→ **Given instruction 1**:
From the blog post about using Twitter in class, set down the passage that opens with the words containing "The intensity, the" and closes with "in the classroom.", copying it word for word.
→ **Given instruction 2**:
In the blog post about using Twitter in class, list in order the three things the boys did in the lesson described in the final paragraph.
→ **Given instruction 3**:
Write what comes next in the blog post about using Twitter in class, picking up after its last sentence.

→ **Source text**:
┄┄┄┄┄┄┄┄┄┄

The intensity, the concentration, the output, are all truly prodigious. As with all of the formative writing that the classes had completed previously, the volume of writing appears to be significantly more than we would have seen in the past on paper. The quality will be judged when I mark the work next week of course.

Wednesday, September 10, 2014

Twitter discussions

Thanks to good colleague Pauline who found this video for me on one American Professor's use of Twitter in the classroom.




Thursday, August 14, 2014

More Twitter variation ...

Today's lesson made what I thought was a now familiar use of Twitter, but the evidence of outcome was fascinating. Our current topic is the price taker model of trade, a cool variation on the old supply and demand market model. I had taught the model the old fashioned way in the previous class. Hattie calls it direct instruction, and apparently it works (who knew??? .. <engage sarcasm circuits>).

The lesson went like this. The boys were handed a small square of blank scrap paper on which they first drew the basic model. I then gave them a scenario, and required them to draw the impact of the scenario on the market, and then tweet the outcomes on three variables. The diagrams were reasonably well done (but they were after all scratch sketch diagrams), and about half the boys got the answers correct. We went over the analysis (this wasn't a 'closed question' situation, slightly deeper thinking was required).

┄┄┄┄┄┄┄┄┄┄

→ **Information provided**:
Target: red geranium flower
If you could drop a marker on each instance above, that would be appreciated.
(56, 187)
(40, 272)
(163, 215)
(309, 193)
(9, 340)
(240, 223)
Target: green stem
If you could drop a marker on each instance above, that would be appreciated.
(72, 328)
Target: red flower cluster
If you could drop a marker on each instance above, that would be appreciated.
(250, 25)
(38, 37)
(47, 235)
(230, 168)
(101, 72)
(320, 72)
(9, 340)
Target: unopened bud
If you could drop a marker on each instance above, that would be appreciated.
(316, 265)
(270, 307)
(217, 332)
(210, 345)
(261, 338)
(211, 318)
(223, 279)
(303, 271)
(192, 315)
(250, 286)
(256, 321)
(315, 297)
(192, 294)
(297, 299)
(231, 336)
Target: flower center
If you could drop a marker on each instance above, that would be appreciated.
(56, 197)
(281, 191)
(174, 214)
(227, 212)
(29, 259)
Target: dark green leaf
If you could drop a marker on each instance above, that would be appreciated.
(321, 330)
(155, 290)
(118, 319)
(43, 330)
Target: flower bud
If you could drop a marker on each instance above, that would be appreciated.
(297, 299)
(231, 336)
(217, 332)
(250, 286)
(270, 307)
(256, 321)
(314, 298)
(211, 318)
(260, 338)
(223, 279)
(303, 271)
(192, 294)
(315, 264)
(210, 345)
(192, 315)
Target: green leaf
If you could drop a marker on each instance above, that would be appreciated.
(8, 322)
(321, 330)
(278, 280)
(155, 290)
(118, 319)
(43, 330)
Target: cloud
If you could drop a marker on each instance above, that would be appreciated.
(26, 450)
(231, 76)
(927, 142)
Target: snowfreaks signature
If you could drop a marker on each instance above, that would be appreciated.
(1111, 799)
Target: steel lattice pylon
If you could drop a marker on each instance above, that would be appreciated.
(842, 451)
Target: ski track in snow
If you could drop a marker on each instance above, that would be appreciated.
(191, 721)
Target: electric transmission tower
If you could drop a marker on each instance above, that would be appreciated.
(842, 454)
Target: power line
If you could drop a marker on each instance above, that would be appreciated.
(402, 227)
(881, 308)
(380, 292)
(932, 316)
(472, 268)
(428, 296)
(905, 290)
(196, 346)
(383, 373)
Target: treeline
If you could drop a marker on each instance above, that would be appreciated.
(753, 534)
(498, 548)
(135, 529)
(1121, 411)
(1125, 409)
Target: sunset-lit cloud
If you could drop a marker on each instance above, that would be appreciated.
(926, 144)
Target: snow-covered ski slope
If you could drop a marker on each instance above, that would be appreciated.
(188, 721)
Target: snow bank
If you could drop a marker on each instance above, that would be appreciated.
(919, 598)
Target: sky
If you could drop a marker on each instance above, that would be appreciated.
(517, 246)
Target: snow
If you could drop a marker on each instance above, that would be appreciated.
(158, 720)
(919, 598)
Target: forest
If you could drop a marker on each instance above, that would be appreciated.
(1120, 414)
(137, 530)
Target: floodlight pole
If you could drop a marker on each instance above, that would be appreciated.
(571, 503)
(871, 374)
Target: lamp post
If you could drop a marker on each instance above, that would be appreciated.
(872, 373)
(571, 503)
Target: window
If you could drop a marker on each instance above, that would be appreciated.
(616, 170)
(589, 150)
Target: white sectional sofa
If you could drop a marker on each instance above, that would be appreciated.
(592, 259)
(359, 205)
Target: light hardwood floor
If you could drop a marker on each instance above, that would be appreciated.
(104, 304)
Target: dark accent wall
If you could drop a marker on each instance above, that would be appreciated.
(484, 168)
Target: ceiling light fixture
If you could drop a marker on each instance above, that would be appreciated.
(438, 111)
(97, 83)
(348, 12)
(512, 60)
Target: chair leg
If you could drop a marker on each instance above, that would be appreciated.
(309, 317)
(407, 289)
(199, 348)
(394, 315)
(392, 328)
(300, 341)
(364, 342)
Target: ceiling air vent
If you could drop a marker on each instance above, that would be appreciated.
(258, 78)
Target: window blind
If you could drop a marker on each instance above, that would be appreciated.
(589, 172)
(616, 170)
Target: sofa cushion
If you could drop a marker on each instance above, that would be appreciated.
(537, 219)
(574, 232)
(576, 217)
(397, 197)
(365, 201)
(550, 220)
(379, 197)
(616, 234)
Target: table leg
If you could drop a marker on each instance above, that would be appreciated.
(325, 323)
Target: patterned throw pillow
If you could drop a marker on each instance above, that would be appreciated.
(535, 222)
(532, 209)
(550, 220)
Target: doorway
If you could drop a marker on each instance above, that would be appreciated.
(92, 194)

┄┄┄┄┄┄┄┄┄┄

→ **Response 1**:
The intensity, the concentration, the output, are all truly prodigious. As with all of the formative writing that the classes had completed previously, the volume of writing appears to be significantly more than we would have seen in the past on paper. The quality will be judged when I mark the work next week of course.

Wednesday, September 10, 2014

Twitter discussions

Thanks to good colleague Pauline who found this video for me on one American Professor's use of Twitter in the classroom.

→ **Response 2**:
- Drew the basic model on a small square of blank scrap paper
- Drew the impact of the scenario on the market
- Tweeted the outcomes on three variables

→ **Response 3**:
I then set the boys a more complex exercise requiring deeper thinking, but following the same format. Now most boys got their analysis correct.

Finally I set them a third problem that included a cunningly set trap. Every boy (in both classes) got the answers correct. How do I know? They were tweeting their answers. Did any of them copy the answers of others? Possibly, that's something I couldn't control for in this setting.

Finally they had to pair and share something new that each had learned, and then tweet their learning.

Here was one tweet:





This was the consequence of an increase in productivity for a small price taking nation that improves its own productivity. This boy had completed an important piece of relational thinking (I think) within the context of the SOLO framework.

On reflection I should have pushed for an additional deeper question that looked at wider connections and flow on effects, but given the lack of 'mastery' of the model at the start of the class, I was happy with the progress that we'd made.

The use of Twitter appeared to engage the boys, and support and affirm their thinking. Of course I can't prove any of that, but the Twitter responses gave me some data on the levels of competence that we had achieved by the end of the lesson.

Monday, August 11, 2014

Twitter and that pedagogy again ..

I reprised last week's Twitter lesson today. The question was a little more challenging than last time - and the boys' economics was well and truly tested.

The immediacy of the individual feedback was effective, and the learning that occurred for them as each boy heard my feedback to others in the class seemed to be significant. I have no data to prove the efficacy of this approach, even though it sits well alongside the Hattie data about feedback. I was however able to watch them modify their answers and tweet new solutions.

What was also interesting was the evolution of willingness to take risks with possible answers. I hadn't quite registered that in my thinking before.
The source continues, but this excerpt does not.